▸ **PROBLEM TO SOLVE**
Decide whether each statement below agrees with the philanthropy text, and answer yes or no for each, quoting the deciding words from that text: (a) Credit Suisse research found that the world's richest 1 percent own half of the world's wealth. (b) Andrew Carnegie donated $9.5 billion through the Carnegie Corporation in the early 20th century. (c) The ancient Greeks held that philanthropy was fundamental to democracy.

▸ **GIVEN TEXT**
==================================================

“Wealth is not new. Neither is charity. But the idea of using private wealth imaginatively, constructively and systematically to attack the fundamental problems of mankind is new.”
John Gardner, the former president of the Carnegie Corporation
Most ancient religions and traditions honour the concept of giving. The ancient Greeks considered philanthropy fundamental to democracy, Chinese classical thought exalted the virtue of benevolence, and Hindu scriptures called giving an imperative duty. The sacred texts of Judaism, Christianity, and Islam called upon believers to care for those in need and give a portion of earnings to such work. In the ancient civilizations of sub-Saharan Africa, reciprocity and kindness to others were paramount and Native Americans practiced giving to promote balance and harmony.
Building upon these principles of compassion and charity, philanthropy is “the practice of organized and systematic giving to improve the quality of human life through the promotion of welfare and social change” (National Philanthropic Trust 2016). Where charity is focused primarily on rescue and relief, philanthropy describes a much more long-term, strategic focus on lasting (and often large-scale) change or initiatives. Another way to consider the distinction is that charity focuses on eliminating the sufferingcaused by social problems, while philanthropyfocuses on eliminating the social problems themselves.
Philanthropy has never been so important. We are living in a time of increasing social need combined with the greatest inequality in global wealth for 100 years (CaF, 2013, World Giving Index). According to research by Credit Suisse (Global wealth report, 2018), the world’s richest 1 percent, those with more than $1 million, own half of the world’s wealth. Thankfully, a new wave of philanthropists are doing more than just giving away money. They are using their resources, but also their sphere of influence, their personal and professional skills, their inherited legacy, and their sharp business acumen to give with impact.
As a vehicle for giving, the private philanthropic foundation is considered to have its origins in the early 20thcentury when Scottish-American industrialist and business magnate Andrew Carnegie made a donation of $125 million via the Carnegie Corporation. In total, and adjusted for inflation, Carnegie’s donations exceed $9.5 billion. He built thousands of lending libraries, founded universities and established charitable organizations that have survived, and thrive, today. Setting the tone for judicious philanthropy, he is also famed for remarking that “it is more difficult to give money away intelligently than to earn it in the first place.”

==================================================

[Entries for bounding box labeling]
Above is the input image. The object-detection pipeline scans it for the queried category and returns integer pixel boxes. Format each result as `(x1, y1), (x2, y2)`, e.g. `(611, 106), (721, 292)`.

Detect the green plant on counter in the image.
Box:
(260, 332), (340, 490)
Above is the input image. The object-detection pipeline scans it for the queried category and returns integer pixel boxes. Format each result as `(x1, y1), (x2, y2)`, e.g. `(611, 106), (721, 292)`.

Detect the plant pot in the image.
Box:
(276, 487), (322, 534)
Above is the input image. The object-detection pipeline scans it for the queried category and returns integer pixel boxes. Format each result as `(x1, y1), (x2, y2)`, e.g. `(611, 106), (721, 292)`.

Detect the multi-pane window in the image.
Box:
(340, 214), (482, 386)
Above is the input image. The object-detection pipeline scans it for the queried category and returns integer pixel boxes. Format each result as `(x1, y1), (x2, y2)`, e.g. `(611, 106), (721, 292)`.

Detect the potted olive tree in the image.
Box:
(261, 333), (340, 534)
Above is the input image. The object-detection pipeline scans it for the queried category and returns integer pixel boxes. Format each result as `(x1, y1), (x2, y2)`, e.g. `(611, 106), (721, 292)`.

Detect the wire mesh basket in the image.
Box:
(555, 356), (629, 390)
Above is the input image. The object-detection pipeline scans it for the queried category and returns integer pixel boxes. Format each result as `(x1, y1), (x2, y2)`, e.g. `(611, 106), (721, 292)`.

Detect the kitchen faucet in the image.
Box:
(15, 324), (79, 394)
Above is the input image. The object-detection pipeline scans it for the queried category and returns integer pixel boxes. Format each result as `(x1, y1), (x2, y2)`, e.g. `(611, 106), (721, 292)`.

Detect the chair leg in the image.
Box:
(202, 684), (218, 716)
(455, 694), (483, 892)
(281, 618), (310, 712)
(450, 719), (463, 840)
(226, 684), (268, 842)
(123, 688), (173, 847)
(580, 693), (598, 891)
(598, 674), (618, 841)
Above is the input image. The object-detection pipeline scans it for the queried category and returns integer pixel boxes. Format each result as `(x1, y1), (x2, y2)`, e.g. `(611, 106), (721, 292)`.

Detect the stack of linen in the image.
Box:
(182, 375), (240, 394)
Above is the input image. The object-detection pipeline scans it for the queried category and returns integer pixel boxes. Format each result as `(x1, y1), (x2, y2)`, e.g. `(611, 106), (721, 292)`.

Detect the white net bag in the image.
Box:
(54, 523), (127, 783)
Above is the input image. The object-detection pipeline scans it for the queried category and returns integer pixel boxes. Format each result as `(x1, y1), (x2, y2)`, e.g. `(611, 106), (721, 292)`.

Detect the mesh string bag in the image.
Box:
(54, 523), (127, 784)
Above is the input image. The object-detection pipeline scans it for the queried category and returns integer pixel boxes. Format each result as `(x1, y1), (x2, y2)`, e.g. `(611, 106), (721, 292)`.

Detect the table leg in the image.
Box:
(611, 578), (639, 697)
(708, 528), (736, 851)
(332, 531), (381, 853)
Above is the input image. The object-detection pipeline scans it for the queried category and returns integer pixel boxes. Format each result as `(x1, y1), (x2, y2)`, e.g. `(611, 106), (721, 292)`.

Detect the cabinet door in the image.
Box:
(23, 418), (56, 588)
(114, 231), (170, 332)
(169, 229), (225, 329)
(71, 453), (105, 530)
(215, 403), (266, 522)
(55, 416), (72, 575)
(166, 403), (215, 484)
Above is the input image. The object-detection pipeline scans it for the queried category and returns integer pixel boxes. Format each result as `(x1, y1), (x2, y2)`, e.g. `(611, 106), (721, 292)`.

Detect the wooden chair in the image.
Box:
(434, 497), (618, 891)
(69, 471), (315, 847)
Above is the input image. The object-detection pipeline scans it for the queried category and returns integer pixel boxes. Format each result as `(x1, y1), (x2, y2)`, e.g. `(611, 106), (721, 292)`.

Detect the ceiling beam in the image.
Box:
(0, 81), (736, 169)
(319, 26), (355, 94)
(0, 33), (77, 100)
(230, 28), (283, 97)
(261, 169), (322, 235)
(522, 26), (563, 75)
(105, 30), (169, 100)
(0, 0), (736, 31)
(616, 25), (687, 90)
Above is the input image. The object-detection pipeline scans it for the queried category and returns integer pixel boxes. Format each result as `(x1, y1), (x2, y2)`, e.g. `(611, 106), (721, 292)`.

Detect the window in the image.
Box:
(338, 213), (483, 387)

==================================================

▸ **FINISHED TASK**
(a) Yes: "the world’s richest 1 percent, those with more than $1 million, own half of the world’s wealth."
(b) No: "made a donation of $125 million via the Carnegie Corporation"
(c) Yes: "The ancient Greeks considered philanthropy fundamental to democracy"